**Entries:**
************

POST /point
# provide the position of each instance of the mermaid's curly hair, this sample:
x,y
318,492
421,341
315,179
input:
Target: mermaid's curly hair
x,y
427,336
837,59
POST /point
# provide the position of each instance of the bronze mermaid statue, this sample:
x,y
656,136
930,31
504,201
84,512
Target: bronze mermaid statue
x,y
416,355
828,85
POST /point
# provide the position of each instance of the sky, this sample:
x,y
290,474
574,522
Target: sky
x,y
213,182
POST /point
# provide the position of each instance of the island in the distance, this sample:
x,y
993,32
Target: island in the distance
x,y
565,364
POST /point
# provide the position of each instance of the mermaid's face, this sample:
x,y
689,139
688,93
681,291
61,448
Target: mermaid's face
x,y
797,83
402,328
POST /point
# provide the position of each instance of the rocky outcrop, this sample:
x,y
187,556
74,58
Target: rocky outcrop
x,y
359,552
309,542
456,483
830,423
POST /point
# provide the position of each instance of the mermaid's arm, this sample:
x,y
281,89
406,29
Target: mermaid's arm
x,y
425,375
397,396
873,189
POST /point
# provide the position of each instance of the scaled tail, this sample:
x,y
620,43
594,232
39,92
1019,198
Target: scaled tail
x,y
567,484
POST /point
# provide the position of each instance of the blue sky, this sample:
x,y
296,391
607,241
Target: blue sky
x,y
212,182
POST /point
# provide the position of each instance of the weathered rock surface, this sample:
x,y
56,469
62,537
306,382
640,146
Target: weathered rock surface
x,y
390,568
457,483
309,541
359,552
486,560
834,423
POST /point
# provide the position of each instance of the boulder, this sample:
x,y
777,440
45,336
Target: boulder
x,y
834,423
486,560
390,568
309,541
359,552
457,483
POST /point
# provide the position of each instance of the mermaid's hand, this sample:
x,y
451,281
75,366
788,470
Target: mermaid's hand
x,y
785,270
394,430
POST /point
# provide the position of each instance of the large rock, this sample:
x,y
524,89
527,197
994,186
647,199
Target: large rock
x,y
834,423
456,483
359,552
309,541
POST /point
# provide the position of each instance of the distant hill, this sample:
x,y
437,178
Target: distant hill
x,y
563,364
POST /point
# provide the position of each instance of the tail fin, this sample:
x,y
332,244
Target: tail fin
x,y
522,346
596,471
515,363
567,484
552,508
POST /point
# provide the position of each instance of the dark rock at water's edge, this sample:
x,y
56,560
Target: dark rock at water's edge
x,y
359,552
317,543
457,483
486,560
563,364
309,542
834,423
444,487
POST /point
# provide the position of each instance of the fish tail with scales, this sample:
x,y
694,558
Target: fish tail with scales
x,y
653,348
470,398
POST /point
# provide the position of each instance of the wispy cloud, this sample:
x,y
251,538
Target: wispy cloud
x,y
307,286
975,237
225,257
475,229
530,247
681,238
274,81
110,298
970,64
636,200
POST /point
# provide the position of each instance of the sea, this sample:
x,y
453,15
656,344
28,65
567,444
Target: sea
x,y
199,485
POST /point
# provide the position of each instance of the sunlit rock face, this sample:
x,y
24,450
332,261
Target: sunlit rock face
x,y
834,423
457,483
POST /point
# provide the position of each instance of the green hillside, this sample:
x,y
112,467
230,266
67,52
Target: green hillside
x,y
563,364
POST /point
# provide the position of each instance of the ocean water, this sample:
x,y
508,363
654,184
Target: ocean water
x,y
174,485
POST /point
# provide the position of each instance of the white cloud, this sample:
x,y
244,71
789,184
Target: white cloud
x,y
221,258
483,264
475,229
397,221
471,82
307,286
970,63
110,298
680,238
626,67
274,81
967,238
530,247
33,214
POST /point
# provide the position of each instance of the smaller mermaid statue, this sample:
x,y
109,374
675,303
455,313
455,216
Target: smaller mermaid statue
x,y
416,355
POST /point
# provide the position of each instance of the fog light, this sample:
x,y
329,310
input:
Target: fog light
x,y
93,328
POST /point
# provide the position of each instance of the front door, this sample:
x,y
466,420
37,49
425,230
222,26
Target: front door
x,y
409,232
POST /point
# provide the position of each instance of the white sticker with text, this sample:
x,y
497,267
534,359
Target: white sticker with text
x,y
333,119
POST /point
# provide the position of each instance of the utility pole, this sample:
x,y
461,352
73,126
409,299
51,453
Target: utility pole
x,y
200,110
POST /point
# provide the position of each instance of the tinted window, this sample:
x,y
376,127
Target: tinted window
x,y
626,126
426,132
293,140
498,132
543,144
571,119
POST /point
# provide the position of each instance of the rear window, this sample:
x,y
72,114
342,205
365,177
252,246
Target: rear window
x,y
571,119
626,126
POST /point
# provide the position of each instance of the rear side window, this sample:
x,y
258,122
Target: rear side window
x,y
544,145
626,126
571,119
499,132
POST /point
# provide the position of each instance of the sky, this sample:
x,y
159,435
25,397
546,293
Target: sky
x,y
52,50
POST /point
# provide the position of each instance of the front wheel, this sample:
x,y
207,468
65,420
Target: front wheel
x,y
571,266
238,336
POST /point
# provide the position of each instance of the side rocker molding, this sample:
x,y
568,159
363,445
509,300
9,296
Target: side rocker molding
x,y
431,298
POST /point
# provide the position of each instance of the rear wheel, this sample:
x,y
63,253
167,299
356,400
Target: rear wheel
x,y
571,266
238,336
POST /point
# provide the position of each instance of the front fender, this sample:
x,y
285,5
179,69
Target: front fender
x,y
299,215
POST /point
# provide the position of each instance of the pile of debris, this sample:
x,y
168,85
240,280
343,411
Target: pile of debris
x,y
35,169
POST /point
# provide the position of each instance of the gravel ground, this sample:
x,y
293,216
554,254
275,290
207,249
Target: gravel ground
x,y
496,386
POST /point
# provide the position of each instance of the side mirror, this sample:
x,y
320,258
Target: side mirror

************

**What to do:** Copy out all of the lines above exactly.

**Completed task:**
POST /point
# provide the position of each instance of the mermaid's curly hair, this sample:
x,y
318,492
421,341
315,179
input:
Target: mermaid's curly hair
x,y
427,336
837,59
POST /point
# provide the position of each instance of the bronze mermaid statue, this sample:
x,y
656,136
930,31
504,201
84,512
Target: bronze mermaid statue
x,y
416,355
828,85
POST /point
# provide the position of each instance of the sky, this sample:
x,y
290,474
574,522
Target: sky
x,y
213,182
POST /point
# provide the position of each instance of the island in the distance, this sample:
x,y
993,32
Target: island in the distance
x,y
565,364
POST /point
# provide the position of each instance of the mermaid's face, this sample:
x,y
689,139
688,93
681,291
61,448
Target: mermaid's face
x,y
797,83
402,328
POST /point
# provide the position of each instance of the rocky outcrop, this sample:
x,y
187,556
74,58
Target: rocky outcrop
x,y
359,552
309,542
456,483
830,423
POST /point
# provide the position of each instance of the mermaid's arm, this sample:
x,y
281,89
406,29
Target: mermaid's arm
x,y
425,375
397,396
873,189
POST /point
# provide the position of each instance of the scaled tail, this sample:
x,y
620,43
594,232
39,92
1019,198
Target: scaled tail
x,y
567,484
POST /point
# provide the position of each instance of the blue sky, this sample:
x,y
296,391
607,241
Target: blue sky
x,y
212,182
POST /point
# provide the position of each instance of the weathered rock surface, this sample:
x,y
56,469
62,537
306,382
640,146
Target: weathered rock surface
x,y
390,568
457,483
309,541
359,552
486,560
834,423
POST /point
# provide the position of each instance of the boulder, this sample:
x,y
777,440
45,336
Target: boulder
x,y
834,423
486,560
390,568
309,541
359,552
457,483
POST /point
# provide the position of each instance of the mermaid's hand, this sample:
x,y
451,281
75,366
788,470
Target: mermaid's hand
x,y
785,270
394,430
POST /point
# provide the position of each instance of the large rock, this sample:
x,y
524,89
527,197
994,186
647,199
Target: large rock
x,y
834,423
456,483
359,552
309,541
POST /point
# provide the position of each instance of the distant hill, this sample:
x,y
437,178
Target: distant hill
x,y
563,364
POST /point
# provide the position of each instance of the tail fin, this sample:
x,y
332,244
Target: tail fin
x,y
522,346
596,471
515,363
567,484
552,508
POST /point
# provide the position of each instance of the dark rock at water's edge, this sample:
x,y
56,560
Target: dark rock at water's edge
x,y
359,552
317,543
457,483
486,560
563,364
309,542
834,423
444,487
POST /point
# provide the position of each instance of the fish tail with scales, this sample:
x,y
694,558
Target: fish tail with scales
x,y
653,348
470,398
POST /point
# provide the position of each instance of the wispy cloud, this sample:
x,y
251,538
Target: wispy cloud
x,y
307,286
975,237
225,257
475,229
530,247
681,238
274,81
110,298
970,64
636,200
POST /point
# provide the position of each instance of the sea, this sample:
x,y
453,15
656,344
28,65
567,444
Target: sea
x,y
199,485
POST /point
# provide the position of each instance of the sunlit rock face, this sample:
x,y
24,450
332,261
Target: sunlit rock face
x,y
834,423
457,483
POST /point
# provide the position of each instance of the green hillside, this sample:
x,y
112,467
230,266
67,52
Target: green hillside
x,y
563,364
POST /point
# provide the position of each instance of the ocean water, this sample:
x,y
508,363
654,184
Target: ocean water
x,y
174,485
POST /point
# provide the position of each instance of the white cloud, this sample:
x,y
244,71
789,184
Target: white cloud
x,y
221,258
483,264
475,229
397,221
471,82
307,286
970,63
110,298
680,238
626,67
274,81
967,238
530,247
33,214
POST /point
# provide the position of each instance of the smaller mermaid statue, this sample:
x,y
109,374
675,303
455,313
455,216
Target: smaller mermaid statue
x,y
416,355
POST /point
# provide the position of each instance of the fog light, this sample:
x,y
329,310
input:
Target: fog light
x,y
93,328
POST /point
# provide the position of each instance of the front door, this sample:
x,y
466,420
37,49
425,230
222,26
Target: front door
x,y
409,232
POST /point
# provide the position of each instance of the white sticker with text, this sample:
x,y
497,267
534,359
Target: white sticker with text
x,y
333,119
POST /point
# provide the position of each instance of the utility pole, this sample:
x,y
461,352
73,126
409,299
51,453
Target: utility pole
x,y
200,110
POST /point
# provide the position of each instance of the tinted window, this sample:
x,y
376,127
Target: tinted window
x,y
626,126
426,132
293,140
498,132
543,144
571,119
POST /point
# provide the position of each instance of the rear window, this sample:
x,y
72,114
342,205
365,177
252,246
Target: rear window
x,y
571,119
626,126
POST /point
# provide the position of each instance of the rear side window, this sample:
x,y
258,122
Target: rear side window
x,y
544,145
626,126
571,119
499,132
POST /point
# provide the position of each instance of the sky, this sample:
x,y
159,435
25,397
546,293
Target: sky
x,y
52,50
POST /point
# provide the position of each instance of the front wheel, this sample:
x,y
207,468
65,420
Target: front wheel
x,y
571,266
238,336
POST /point
# provide the position of each instance of the side rocker molding, this sample:
x,y
568,159
363,445
509,300
9,296
Target: side rocker molding
x,y
431,298
POST /point
# provide the position of each instance of the rear wheel, this sample:
x,y
63,253
167,299
356,400
Target: rear wheel
x,y
571,266
238,336
POST /point
# provide the position of each instance of the front fender, this sample:
x,y
285,5
179,69
Target: front fender
x,y
299,215
POST /point
# provide the position of each instance of the pile of debris, this sample:
x,y
168,85
240,280
343,411
Target: pile of debris
x,y
35,169
POST /point
# provide the position of each instance of the gravel ground, this sample:
x,y
293,216
554,254
275,290
207,249
Target: gravel ground
x,y
496,386
POST /point
# provide the position of each instance of the side mirror, this sample:
x,y
320,258
Target: side mirror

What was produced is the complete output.